#### [ACTIVITY LIST]
A. In the attorney general opinion below, which services does the letter say are not available?
B. Return the part of the attorney general opinion below between "You state that" and "KRS 216.453(2), supra.", inclusive.
C. List every person named in the attorney general opinion below.

#### [SOURCE PASSAGE]
*** Begin section ***

Request By:
William H. Cox, M.D.
President
Bourbon County Medical StaffJoel M. Ellis
Administrator
Bourbon County Hospital
525 High Street
Paris, Kentucky 40361
Opinion
Opinion By: Robert F. Stephens, Attorney General; Mark F. Armstrong, Assistant Attorney General
We are in receipt of your letter in which you ask whether a hospital will violate KRS 216.453 by referring victims of sexual offenses to another institution.
KRS 216.453(2) provides:
"Every hospital of this state which offers emergency services shall provide that a physician is available on call twenty-four (24) hours each day for the examinations of persons reported to any law enforcement agency to be victims of sexual offenses as defined by KRS 510.010 to 510.140. The physician shall, upon the request of any peace officer or prosecuting attorney, and with the consent of the reported victim, or upon the request of the reported victim, examine such person for the purpose of gathering physical evidence. "
You state that the services of a gynecologist or a pathologist are not available. Accordingly, it is your plan to refer victims to a nearby "Rape Crisis Center" where the required medical examination may be performed. Your question is whether this referral will comply with the requirement of KRS 216.453(2), supra.

*** End section ***

#### [SOURCE DATA]

*** Begin section ***

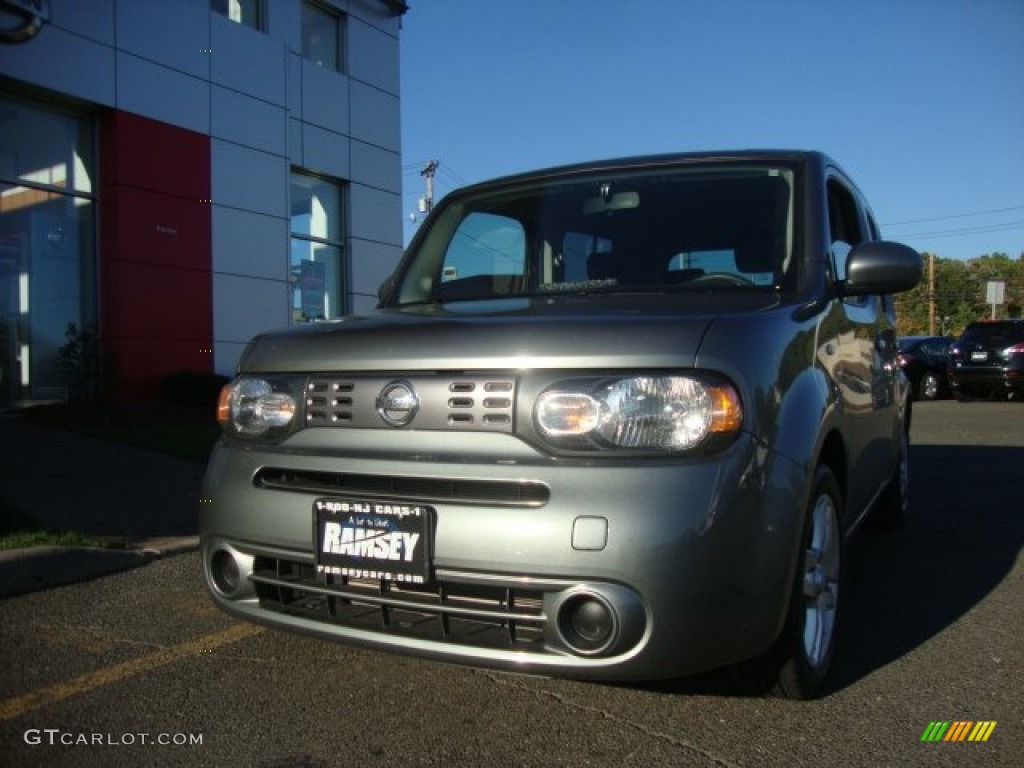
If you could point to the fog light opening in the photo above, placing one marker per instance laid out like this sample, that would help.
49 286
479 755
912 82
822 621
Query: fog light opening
224 572
588 624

*** End section ***

#### [ANSWERS BY ITEM]
A. The services of a gynecologist or a pathologist.

B.
You state that the services of a gynecologist or a pathologist are not available. Accordingly, it is your plan to refer victims to a nearby "Rape Crisis Center" where the required medical examination may be performed. Your question is whether this referral will comply with the requirement of KRS 216.453(2), supra.

C.
William H. Cox
Joel M. Ellis
Robert F. Stephens
Mark F. Armstrong